> Instructions for the task
Before writing out the records, remove the pictures; keep everything else exact.

+-------+

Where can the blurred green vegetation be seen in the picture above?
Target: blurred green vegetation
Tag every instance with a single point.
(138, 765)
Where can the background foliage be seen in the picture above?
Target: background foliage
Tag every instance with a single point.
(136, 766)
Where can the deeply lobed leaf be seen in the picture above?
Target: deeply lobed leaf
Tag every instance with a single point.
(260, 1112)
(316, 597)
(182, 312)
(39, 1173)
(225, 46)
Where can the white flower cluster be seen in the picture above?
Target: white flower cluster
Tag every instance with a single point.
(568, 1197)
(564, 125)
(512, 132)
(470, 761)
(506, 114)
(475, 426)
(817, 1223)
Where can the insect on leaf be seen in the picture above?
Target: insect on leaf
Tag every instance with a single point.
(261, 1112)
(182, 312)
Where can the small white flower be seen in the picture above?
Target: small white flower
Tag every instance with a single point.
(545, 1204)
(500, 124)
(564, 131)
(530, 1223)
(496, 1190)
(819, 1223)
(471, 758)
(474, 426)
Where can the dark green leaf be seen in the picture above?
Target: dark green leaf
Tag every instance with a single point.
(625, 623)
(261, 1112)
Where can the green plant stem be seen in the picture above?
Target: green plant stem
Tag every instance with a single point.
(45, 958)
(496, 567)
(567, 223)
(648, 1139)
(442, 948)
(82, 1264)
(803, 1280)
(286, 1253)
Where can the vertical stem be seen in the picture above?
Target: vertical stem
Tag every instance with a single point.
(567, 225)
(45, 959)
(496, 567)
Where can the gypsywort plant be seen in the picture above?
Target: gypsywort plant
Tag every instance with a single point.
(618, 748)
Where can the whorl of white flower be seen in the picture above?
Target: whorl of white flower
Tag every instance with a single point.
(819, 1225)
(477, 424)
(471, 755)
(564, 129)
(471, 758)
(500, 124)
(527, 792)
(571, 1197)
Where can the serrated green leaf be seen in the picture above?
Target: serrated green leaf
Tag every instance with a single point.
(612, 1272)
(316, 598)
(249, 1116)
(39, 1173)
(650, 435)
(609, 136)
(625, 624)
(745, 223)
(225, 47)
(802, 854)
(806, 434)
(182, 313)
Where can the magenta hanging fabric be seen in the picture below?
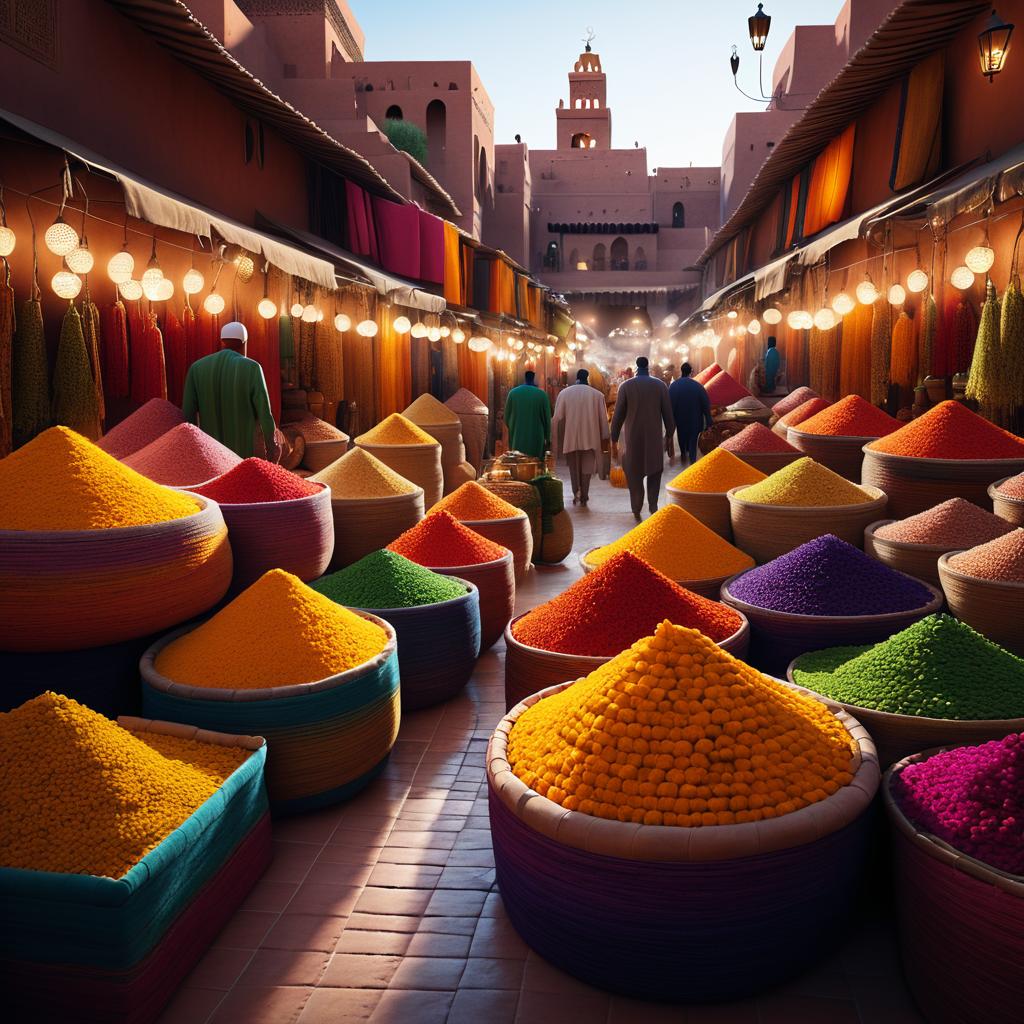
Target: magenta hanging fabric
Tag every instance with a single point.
(431, 248)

+-------+

> Output below
Where can the blurred green vegetation be seen in the picture above?
Target: blurred green vegetation
Tag every instance with a single point.
(138, 765)
Where can the background foliage be seen in the picture above?
Target: background foliage
Tag every instance with a single point.
(136, 766)
Where can the deeply lobed leaf be seen in the picture above?
Target: deeply lobed leaf
Tag every instance with a single point.
(260, 1112)
(316, 597)
(182, 312)
(39, 1173)
(225, 46)
Where can the white flower cluster be seen in the picture above?
Target: white flower cluster
Tag every instance with a single point.
(568, 1197)
(564, 125)
(512, 132)
(470, 761)
(506, 114)
(475, 426)
(817, 1223)
Where can the insect on leaf be seen in the picture above?
Target: insect on leaf
Tag every instance with a single point.
(261, 1112)
(182, 312)
Where can the small white flower be seen in the picture above?
Target: small white flower
Tag every instance with a single point.
(545, 1204)
(500, 124)
(564, 131)
(530, 1223)
(496, 1190)
(819, 1223)
(471, 758)
(474, 426)
Where can the dark green leaf be seen in the picture above?
Target: dark green leaf
Tag every instance with a single point.
(625, 623)
(261, 1112)
Where can the green plant stem be seen in the picture above?
Target: green plant stem
Tag every instance with a single point.
(45, 958)
(496, 567)
(567, 223)
(648, 1139)
(442, 948)
(82, 1264)
(803, 1280)
(286, 1253)
Where can the vertical stem be seen in the picture above?
Target: vertical stem
Tag every instance with a single point.
(567, 225)
(45, 959)
(496, 567)
Where can the gypsywort plant be seen in the picture above?
Target: gypsywort plant
Tag every instance with a single point.
(618, 748)
Where can the whorl of white flower be seen in the picture above?
Target: whorl of white flower
Tag every instance with a single point.
(819, 1225)
(477, 424)
(471, 755)
(564, 129)
(471, 758)
(500, 124)
(527, 792)
(571, 1197)
Where can the serrated green leaf be seen in the picture above?
Target: serrated green leaf
Tag every instance with a single point.
(612, 1272)
(316, 598)
(249, 1116)
(39, 1173)
(650, 435)
(609, 136)
(625, 624)
(745, 223)
(225, 47)
(802, 854)
(806, 434)
(182, 313)
Where can the magenta hanging fabric be seen in the picture below?
Target: magenta hanging fabric
Tag every instance with a single point.
(431, 248)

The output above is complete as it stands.